What to work on:
Extract each line of the data below that contains the string "human". Case matters.

Data listing:

========

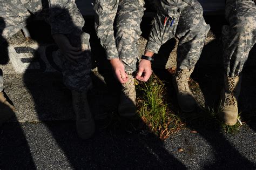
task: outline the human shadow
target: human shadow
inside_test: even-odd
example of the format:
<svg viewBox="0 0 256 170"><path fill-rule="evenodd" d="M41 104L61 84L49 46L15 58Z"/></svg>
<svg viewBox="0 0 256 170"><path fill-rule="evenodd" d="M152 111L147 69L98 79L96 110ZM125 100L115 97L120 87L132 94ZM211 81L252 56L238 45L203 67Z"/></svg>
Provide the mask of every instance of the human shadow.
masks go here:
<svg viewBox="0 0 256 170"><path fill-rule="evenodd" d="M51 10L64 10L63 9ZM69 13L68 11L64 13ZM72 23L69 21L70 24ZM86 21L85 25L88 24L87 21ZM41 35L43 38L50 37L49 27L48 29L45 27L47 26L42 26L39 22L28 24L32 38L35 34L38 36L37 34L38 32L43 33ZM73 23L72 25L74 29L79 29ZM93 28L93 24L89 25ZM30 29L29 25L32 26ZM85 28L87 29L87 26ZM91 28L90 29L92 30ZM41 32L41 29L44 31ZM93 58L93 60L96 60L94 64L97 64L98 70L100 70L100 66L98 64L104 63L102 59L104 60L104 55L99 53L98 49L95 49L99 44L94 42L97 38L92 35L90 40L91 51L93 55L98 52L100 56ZM82 43L81 39L77 40ZM45 61L45 58L42 57L45 54L42 55L42 49L45 49L44 53L46 54L48 47L51 46L49 50L51 51L47 55L50 56L45 57L48 59L51 57L62 57L61 55L57 55L57 49L52 47L54 45L45 45L40 39L36 41L39 44L38 47L33 53L33 57L30 59L30 65L24 74L23 80L31 94L39 120L46 126L71 167L74 168L157 168L171 166L179 169L185 168L180 161L164 148L163 142L157 137L141 134L140 129L138 127L143 127L144 125L140 118L136 116L130 119L124 119L117 115L116 101L118 101L117 98L119 95L112 93L114 90L113 87L115 87L113 85L116 83L109 79L106 80L104 77L97 74L98 72L91 73L94 86L89 94L89 102L92 112L95 113L95 117L100 115L96 120L97 130L95 136L87 140L82 140L77 135L74 121L55 121L74 119L70 92L62 83L62 75L57 70L61 71L60 65L56 64L58 60L53 59L56 64L51 63L51 66L55 65L59 69L55 69L56 70L53 72L46 71L48 64L51 63L49 60L48 64L41 64L43 67L35 69L35 63ZM95 45L93 43L96 44ZM44 70L44 68L46 69ZM104 72L106 70L101 70ZM110 75L109 72L106 74ZM111 89L109 89L109 87ZM111 89L113 91L110 90ZM100 116L102 114L107 116L103 116L103 118ZM45 138L40 134L38 135L40 138ZM37 149L42 151L43 148ZM62 162L56 162L56 165L58 164L60 164Z"/></svg>
<svg viewBox="0 0 256 170"><path fill-rule="evenodd" d="M9 44L2 36L5 28L5 22L2 17L0 17L0 65L8 64L10 60L8 54ZM1 68L0 68L1 70ZM0 76L3 76L0 70ZM7 77L9 77L8 76ZM15 95L10 91L11 84L9 80L4 79L6 93ZM12 104L6 93L3 91L5 98ZM6 123L11 118L11 121ZM34 162L30 153L29 146L23 132L22 125L18 122L15 113L5 104L0 103L0 168L7 169L10 165L15 165L16 167L26 167L35 168Z"/></svg>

========

Written solution:
task: outline the human shadow
target: human shadow
Provide the mask of every instance of the human shadow.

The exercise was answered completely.